• Do this
Arrange all the lines below into a Markdown table with two columns, Row and Line. Put a row number in Row and the line itself in Line, and leave out any blank lines.

• Records shown
════════
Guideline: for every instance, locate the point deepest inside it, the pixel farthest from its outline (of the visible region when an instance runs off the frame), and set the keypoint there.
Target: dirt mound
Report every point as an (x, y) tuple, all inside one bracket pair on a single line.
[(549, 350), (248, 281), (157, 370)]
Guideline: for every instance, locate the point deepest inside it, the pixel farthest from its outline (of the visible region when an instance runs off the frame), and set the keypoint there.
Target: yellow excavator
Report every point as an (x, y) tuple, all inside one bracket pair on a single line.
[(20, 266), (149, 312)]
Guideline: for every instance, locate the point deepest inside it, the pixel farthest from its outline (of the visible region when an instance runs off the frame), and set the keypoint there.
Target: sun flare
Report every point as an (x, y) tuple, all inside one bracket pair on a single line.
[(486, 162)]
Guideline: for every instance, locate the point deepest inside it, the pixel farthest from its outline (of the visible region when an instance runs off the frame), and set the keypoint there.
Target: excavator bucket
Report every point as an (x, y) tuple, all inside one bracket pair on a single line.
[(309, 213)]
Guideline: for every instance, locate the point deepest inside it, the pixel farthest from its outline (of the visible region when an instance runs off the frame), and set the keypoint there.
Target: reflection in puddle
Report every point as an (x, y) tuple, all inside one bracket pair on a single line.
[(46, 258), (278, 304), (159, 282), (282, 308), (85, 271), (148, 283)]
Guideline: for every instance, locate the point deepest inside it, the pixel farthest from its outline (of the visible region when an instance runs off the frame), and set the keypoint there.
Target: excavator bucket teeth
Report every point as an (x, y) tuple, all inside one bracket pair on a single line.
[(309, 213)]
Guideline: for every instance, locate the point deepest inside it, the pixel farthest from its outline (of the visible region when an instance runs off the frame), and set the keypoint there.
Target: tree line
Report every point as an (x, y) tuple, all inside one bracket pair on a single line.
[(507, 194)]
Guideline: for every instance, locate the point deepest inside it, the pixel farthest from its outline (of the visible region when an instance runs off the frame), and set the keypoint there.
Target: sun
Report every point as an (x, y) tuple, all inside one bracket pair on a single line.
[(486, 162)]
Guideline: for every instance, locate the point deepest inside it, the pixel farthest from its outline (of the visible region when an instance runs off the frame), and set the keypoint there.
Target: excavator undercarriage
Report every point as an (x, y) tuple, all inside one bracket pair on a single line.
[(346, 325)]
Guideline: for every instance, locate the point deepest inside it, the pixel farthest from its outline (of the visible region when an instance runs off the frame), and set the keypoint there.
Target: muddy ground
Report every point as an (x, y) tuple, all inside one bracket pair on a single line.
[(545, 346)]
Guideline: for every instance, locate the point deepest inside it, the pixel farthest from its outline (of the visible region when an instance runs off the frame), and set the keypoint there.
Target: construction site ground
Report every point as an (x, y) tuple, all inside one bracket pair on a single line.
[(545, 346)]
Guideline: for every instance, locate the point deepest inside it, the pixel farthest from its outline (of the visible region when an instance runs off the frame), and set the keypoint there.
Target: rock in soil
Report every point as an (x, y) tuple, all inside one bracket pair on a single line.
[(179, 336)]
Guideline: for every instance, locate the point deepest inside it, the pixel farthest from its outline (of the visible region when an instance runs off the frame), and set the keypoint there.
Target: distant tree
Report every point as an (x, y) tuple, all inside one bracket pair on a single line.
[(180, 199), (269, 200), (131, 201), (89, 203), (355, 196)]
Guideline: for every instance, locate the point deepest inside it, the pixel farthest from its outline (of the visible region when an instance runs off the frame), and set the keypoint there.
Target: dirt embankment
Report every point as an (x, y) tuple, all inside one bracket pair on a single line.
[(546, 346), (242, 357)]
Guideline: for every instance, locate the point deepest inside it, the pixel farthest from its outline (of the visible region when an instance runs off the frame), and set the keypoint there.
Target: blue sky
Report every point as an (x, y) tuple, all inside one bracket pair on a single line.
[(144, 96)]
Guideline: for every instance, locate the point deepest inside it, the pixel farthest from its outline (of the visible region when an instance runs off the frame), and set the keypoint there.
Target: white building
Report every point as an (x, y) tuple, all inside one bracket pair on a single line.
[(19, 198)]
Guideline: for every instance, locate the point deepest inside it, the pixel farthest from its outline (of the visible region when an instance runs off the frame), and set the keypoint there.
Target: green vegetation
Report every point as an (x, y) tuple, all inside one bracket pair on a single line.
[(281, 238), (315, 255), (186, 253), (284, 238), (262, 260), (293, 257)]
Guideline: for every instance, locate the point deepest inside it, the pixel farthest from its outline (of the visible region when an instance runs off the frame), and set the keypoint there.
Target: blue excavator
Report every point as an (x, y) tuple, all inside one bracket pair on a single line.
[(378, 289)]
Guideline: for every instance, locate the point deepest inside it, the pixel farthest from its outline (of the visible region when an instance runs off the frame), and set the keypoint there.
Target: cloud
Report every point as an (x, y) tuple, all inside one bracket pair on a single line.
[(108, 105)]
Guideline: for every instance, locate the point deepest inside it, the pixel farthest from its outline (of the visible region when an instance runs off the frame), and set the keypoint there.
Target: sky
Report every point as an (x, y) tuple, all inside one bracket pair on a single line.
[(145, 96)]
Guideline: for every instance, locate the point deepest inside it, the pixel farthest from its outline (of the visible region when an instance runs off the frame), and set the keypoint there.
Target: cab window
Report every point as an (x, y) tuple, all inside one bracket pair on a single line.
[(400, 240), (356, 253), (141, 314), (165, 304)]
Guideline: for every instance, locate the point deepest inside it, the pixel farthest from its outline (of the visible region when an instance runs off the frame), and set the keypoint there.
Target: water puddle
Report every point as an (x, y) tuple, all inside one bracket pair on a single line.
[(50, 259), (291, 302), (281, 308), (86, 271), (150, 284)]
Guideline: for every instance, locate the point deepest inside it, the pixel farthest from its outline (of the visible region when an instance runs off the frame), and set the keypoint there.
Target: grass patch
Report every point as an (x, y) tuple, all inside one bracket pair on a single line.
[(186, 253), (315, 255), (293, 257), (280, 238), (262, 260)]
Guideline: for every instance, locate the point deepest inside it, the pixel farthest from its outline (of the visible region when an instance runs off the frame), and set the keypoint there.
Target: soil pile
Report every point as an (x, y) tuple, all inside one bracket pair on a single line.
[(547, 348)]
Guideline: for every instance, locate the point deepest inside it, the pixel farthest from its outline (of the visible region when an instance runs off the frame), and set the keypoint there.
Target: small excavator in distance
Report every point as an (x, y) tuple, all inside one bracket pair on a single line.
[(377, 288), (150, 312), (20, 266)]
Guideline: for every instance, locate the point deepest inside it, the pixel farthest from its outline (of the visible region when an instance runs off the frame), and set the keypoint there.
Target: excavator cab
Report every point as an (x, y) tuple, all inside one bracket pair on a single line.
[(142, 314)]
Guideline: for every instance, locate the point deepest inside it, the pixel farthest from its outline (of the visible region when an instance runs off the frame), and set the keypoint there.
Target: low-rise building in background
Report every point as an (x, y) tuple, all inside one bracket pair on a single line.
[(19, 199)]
════════
• Final result
| Row | Line |
|---|---|
| 1 | Guideline: for every instance, locate the point deepest inside it, the pixel farthest from its outline (of the visible region when an instance runs off the frame), and set the keypoint there. |
| 2 | Target: dirt mound |
| 3 | Report every point as an (x, y) tuple, all inside one bracket pair on a single line. |
| 4 | [(549, 350), (248, 281), (157, 370)] |
| 5 | Guideline: for every instance, locate the point deepest inside it, the pixel farthest from its outline (of the visible region when an instance runs off the frame), and set the keypoint there. |
| 6 | Target: yellow excavator |
| 7 | Report every point as an (x, y) tuple, all inside one bracket pair on a single line. |
| 8 | [(20, 266), (149, 312)] |
| 9 | Guideline: for every instance, locate the point deepest inside it, the pixel farthest from its outline (of the visible region when an instance runs off the frame), and set the keypoint there. |
| 10 | Target: sun flare |
| 11 | Report every point as an (x, y) tuple, all inside one bracket pair on a single line. |
| 12 | [(486, 162)] |
| 13 | Guideline: for every instance, locate the point deepest inside it, the pixel farthest from its outline (of the visible region when an instance runs off the frame), and set the keypoint there. |
| 14 | Target: excavator bucket |
| 15 | Report every point as an (x, y) tuple, all inside one bracket pair on a single line. |
| 16 | [(309, 213)] |
| 17 | Guideline: for every instance, locate the point deepest inside it, the pixel farthest from its outline (of the visible region when an instance runs off the frame), and set the keypoint there. |
| 18 | Target: reflection in puddle |
| 19 | Report every point as an (x, y) tuple, all inside one bracket pair on a single line. |
| 20 | [(46, 258), (278, 304), (159, 282), (282, 308), (85, 271), (148, 283)] |
| 21 | Guideline: for every instance, locate the point deepest inside it, the pixel farthest from its outline (of the visible region when an instance runs off the frame), and set the keypoint there. |
| 22 | Target: excavator bucket teeth |
| 23 | Report every point as an (x, y) tuple, all inside one bracket pair on a single line. |
| 24 | [(309, 213)] |
| 25 | Guideline: for every instance, locate the point deepest inside it, the pixel farthest from its outline (of the visible region when an instance runs off the frame), and set the keypoint there. |
| 26 | Target: tree line |
| 27 | Report every point as an (x, y) tuple, all inside one bracket pair on a single line. |
| 28 | [(507, 194)] |
| 29 | Guideline: for every instance, locate the point deepest inside it, the pixel farthest from its outline (of the visible region when an instance runs off the frame), and set the keypoint there. |
| 30 | Target: sun |
| 31 | Report every point as an (x, y) tuple, all inside one bracket pair on a single line. |
| 32 | [(486, 162)] |
| 33 | Guideline: for every instance, locate the point deepest inside it, the pixel farthest from its outline (of the visible region when an instance runs off the frame), and set the keypoint there. |
| 34 | Target: excavator undercarriage |
| 35 | Report every point as an (x, y) tuple, all inside one bracket pair on a single line. |
| 36 | [(346, 325)] |
| 37 | Guideline: for every instance, locate the point deepest inside it, the pixel farthest from its outline (of the visible region when an instance runs off the frame), and set the keypoint there. |
| 38 | Target: muddy ground |
| 39 | Report every point as an (x, y) tuple, all inside one bracket pair on a single line. |
| 40 | [(545, 346)] |
| 41 | Guideline: for every instance, locate the point deepest inside it, the pixel farthest from its outline (of the visible region when an instance runs off the frame), and set the keypoint there. |
| 42 | Target: construction site ground |
| 43 | Report every point as an (x, y) tuple, all inside one bracket pair on a single line. |
| 44 | [(545, 346)] |
| 45 | Guideline: for every instance, locate the point deepest inside it, the pixel farthest from its outline (of the visible region when an instance runs off the frame), and set the keypoint there. |
| 46 | Target: rock in soil |
| 47 | Report every point as an (x, y) tuple, all inside one bracket pair on a single line. |
| 48 | [(179, 336)] |
| 49 | Guideline: for every instance, locate the point deepest inside it, the pixel farthest from its outline (of the visible region when an instance runs off the frame), and set the keypoint there. |
| 50 | Target: distant tree |
| 51 | Report every point as an (x, y) tuple, all inside one bracket pair on a single line. |
| 52 | [(180, 199), (269, 200), (131, 201), (89, 203), (355, 196)] |
| 53 | Guideline: for every instance, locate the point deepest inside it, the pixel farthest from its outline (of the visible region when an instance runs off the frame), and set the keypoint there. |
| 54 | Target: dirt embankment |
| 55 | Report every point as an (x, y) tuple, all inside one bracket pair on a single line. |
| 56 | [(546, 346), (242, 357)] |
| 57 | Guideline: for every instance, locate the point deepest inside it, the pixel farthest from its outline (of the visible region when an instance runs off the frame), and set the keypoint there. |
| 58 | Target: blue sky |
| 59 | Report every point as an (x, y) tuple, all inside one bracket pair on a single line. |
| 60 | [(144, 96)] |
| 61 | Guideline: for every instance, locate the point deepest inside it, the pixel farthest from its outline (of the visible region when an instance runs off the frame), and set the keypoint there. |
| 62 | Target: white building |
| 63 | Report every point as an (x, y) tuple, all inside one bracket pair on a single line. |
| 64 | [(19, 198)] |
| 65 | Guideline: for every instance, locate the point deepest inside it, the pixel farthest from its outline (of the visible region when an instance runs off the frame), and set the keypoint there. |
| 66 | Target: green vegetation |
| 67 | Report every point as an (x, y) tuple, all inside one bracket pair on a single line. |
| 68 | [(281, 238), (315, 255), (186, 253), (284, 238), (262, 260), (293, 257)] |
| 69 | Guideline: for every instance, locate the point deepest inside it, the pixel farthest from its outline (of the visible region when an instance runs off the frame), and set the keypoint there. |
| 70 | Target: blue excavator |
| 71 | Report every point as an (x, y) tuple, all inside one bracket pair on a single line. |
| 72 | [(378, 289)] |
| 73 | Guideline: for every instance, locate the point deepest inside it, the pixel farthest from its outline (of the visible region when an instance runs off the frame), and set the keypoint there. |
| 74 | Target: cloud |
| 75 | Report every point as an (x, y) tuple, all inside one bracket pair on a single line. |
| 76 | [(108, 105)] |
| 77 | Guideline: for every instance, locate the point deepest inside it, the pixel farthest from its outline (of the visible region when an instance runs off the frame), and set the keypoint there. |
| 78 | Target: sky |
| 79 | Report every point as an (x, y) tuple, all inside one bracket pair on a single line. |
| 80 | [(145, 96)] |
| 81 | Guideline: for every instance, locate the point deepest inside it, the pixel farthest from its outline (of the visible region when an instance runs off the frame), and set the keypoint there. |
| 82 | Target: cab window |
| 83 | Report every point as an (x, y) tuple, all inside one bracket pair on a single line. |
| 84 | [(400, 240), (356, 253), (141, 314), (165, 304)] |
| 85 | Guideline: for every instance, locate the point deepest inside it, the pixel farthest from its outline (of the visible region when an instance runs off the frame), and set the keypoint there. |
| 86 | Target: water puddle |
| 87 | Report every point as an (x, y) tuple, all inside one bracket pair on a single line. |
| 88 | [(50, 259), (291, 302), (281, 308), (86, 271), (150, 284)] |
| 89 | Guideline: for every instance, locate the point deepest inside it, the pixel farthest from its outline (of the visible region when an instance runs off the frame), and set the keypoint there. |
| 90 | Target: grass patch |
| 91 | Report every point as an (x, y) tuple, all inside one bracket pair on a single line. |
| 92 | [(186, 253), (315, 255), (293, 257), (280, 238), (262, 260)] |
| 93 | Guideline: for every instance, locate the point deepest inside it, the pixel farthest from its outline (of the visible region when an instance runs off the frame), and set the keypoint there. |
| 94 | Target: soil pile |
| 95 | Report every point as an (x, y) tuple, all inside one bracket pair on a single line. |
| 96 | [(547, 348)] |
| 97 | Guideline: for every instance, locate the point deepest inside it, the pixel farthest from its outline (of the visible region when an instance runs off the frame), and set the keypoint there. |
| 98 | Target: small excavator in distance |
| 99 | Report every point as an (x, y) tuple, all inside one bracket pair on a single line. |
| 100 | [(377, 288), (150, 312), (20, 266)] |
| 101 | Guideline: for every instance, locate the point deepest inside it, the pixel farthest from its outline (of the visible region when an instance runs off the frame), and set the keypoint there. |
| 102 | Target: excavator cab |
| 103 | Report every point as an (x, y) tuple, all inside one bracket pair on a single line. |
| 104 | [(142, 314)] |
| 105 | Guideline: for every instance, locate the point deepest inside it, the pixel farthest from its outline (of the visible region when an instance runs off the frame), and set the keypoint there. |
| 106 | Target: low-rise building in background |
| 107 | Report every point as an (x, y) tuple, all inside one bracket pair on a single line. |
| 108 | [(19, 199)] |